Established Yorkshire songstress reinforces her reputation for excellence with fine mini-album.
Any new single release ahead of a new album is always a teaser. After the video premiere of her new single The Losing Hand on this site back in November of last year, Elaine Palmer aficionados will have been licking their lips at the album to come. The track was a rocky, raunchy, guitar-driven beauty of a song, featuring Palmer’s signature gritty vocal and Telecaster sound. Ahead of the track, Palmer lavished praise upon producer Mike Butler, whose searing guitar solo was the perfect complement and features heavily on the new album.
So, with the release now of the album Some Seek Silver, Some Seek Gold, was that track an indicator of what was to come? Well, mid-paced opening track Some Seek Silver hints at an answer in the affirmative. The song mixes that earthy Palmer vocal with some memorable guitar licks and kicks the album off in fine style. But anyone familiar with Palmer’s work over the years will know that she is equally as adept at using that voice to wring every emotion from a quieter, more pared-back song, and that she can switch adroitly between the two styles.
Roses and Once Were Lovers play back-to-back here and are masterpieces of their kind. With minimal accompaniment, Palmer delivers gorgeously moving vocal performances on both tracks. The latter in particular evokes the windswept North York Moors of Palmer’s homeland, a world away from the San Diego hills where the album was completed. This blend of sounds and influences, her English heritage combining with the influences mined from frequent visits to the US, is writ large on all of Palmer’s work and is reinforced quickly here. For every Once Were Lovers, there is a The Losing Hand. It is a thrilling combination.

-- Task to complete --
Can you pick up the review of Elaine Palmer's mini-album above right after its final sentence and carry it forward?

-- Raw data --

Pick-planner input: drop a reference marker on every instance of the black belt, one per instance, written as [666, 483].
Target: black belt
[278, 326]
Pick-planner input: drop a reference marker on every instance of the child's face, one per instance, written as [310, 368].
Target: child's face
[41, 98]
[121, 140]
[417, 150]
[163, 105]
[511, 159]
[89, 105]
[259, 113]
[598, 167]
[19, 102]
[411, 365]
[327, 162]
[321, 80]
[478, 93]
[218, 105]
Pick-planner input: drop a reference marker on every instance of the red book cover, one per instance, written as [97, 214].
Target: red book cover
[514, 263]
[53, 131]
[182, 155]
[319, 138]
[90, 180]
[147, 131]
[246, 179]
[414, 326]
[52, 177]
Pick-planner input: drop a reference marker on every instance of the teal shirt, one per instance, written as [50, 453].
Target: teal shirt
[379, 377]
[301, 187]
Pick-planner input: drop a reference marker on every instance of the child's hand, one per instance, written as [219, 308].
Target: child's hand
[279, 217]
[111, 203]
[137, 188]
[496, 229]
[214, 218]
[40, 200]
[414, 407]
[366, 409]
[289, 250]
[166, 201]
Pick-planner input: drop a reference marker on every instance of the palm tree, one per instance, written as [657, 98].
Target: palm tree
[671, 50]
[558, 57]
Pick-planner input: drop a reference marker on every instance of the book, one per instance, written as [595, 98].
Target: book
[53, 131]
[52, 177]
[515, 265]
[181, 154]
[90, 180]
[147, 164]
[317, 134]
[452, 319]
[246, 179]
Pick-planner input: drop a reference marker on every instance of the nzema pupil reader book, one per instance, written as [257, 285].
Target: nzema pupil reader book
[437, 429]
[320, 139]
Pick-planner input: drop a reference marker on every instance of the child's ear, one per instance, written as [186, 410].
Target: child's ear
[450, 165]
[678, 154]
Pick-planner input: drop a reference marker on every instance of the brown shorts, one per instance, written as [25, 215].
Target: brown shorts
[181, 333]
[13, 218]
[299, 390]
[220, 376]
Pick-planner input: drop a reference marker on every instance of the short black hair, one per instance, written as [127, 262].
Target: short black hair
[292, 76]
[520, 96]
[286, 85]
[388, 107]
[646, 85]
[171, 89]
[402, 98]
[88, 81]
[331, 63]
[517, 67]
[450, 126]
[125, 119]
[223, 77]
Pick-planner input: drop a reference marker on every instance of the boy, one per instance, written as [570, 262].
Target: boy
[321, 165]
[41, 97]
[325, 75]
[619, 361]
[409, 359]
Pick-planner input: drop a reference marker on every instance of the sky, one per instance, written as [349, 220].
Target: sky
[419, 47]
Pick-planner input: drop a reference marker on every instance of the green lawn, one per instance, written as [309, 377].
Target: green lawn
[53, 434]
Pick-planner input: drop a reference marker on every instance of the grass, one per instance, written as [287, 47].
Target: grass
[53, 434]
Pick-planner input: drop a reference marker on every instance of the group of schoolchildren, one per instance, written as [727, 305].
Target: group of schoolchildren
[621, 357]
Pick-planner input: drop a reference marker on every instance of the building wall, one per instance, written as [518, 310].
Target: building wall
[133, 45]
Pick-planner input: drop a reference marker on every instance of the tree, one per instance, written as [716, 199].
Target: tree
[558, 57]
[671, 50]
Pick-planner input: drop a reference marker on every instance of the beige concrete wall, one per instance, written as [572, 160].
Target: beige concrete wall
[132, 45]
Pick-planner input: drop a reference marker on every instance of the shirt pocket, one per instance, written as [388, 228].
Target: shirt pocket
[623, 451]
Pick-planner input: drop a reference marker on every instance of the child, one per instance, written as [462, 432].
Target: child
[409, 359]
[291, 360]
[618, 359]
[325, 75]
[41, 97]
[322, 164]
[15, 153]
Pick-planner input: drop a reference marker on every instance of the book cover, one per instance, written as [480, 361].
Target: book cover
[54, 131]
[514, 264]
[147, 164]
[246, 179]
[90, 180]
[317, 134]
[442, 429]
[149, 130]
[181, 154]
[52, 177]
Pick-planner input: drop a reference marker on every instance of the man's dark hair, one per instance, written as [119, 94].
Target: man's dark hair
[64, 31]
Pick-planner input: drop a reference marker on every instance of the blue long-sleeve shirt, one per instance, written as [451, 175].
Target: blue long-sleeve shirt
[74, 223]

-- Answer to the task --
I Still Feel The Same is the paciest song on the album. Rattling along at a fair old lick, it is a fine slice of alt-country and probably the most radio-friendly track here. Commercial appeal aside, nominating a highlighter on an album full of variety and excellence is a challenge and a highly subjective task, but Telling Of The Bees, an achingly melancholy reflection of a long-ago lost love, drips with emotion and longing and strives, ever so hard, for that accolade.
Safe to say, the only disappointment to be found here is that Some Seek Silver, Some Seek Gold is a mini-album of just seven tracks. If it leaves the listener frustrated and hankering for more, then perhaps that old maxim of quality being more important than quantity is reinforced here.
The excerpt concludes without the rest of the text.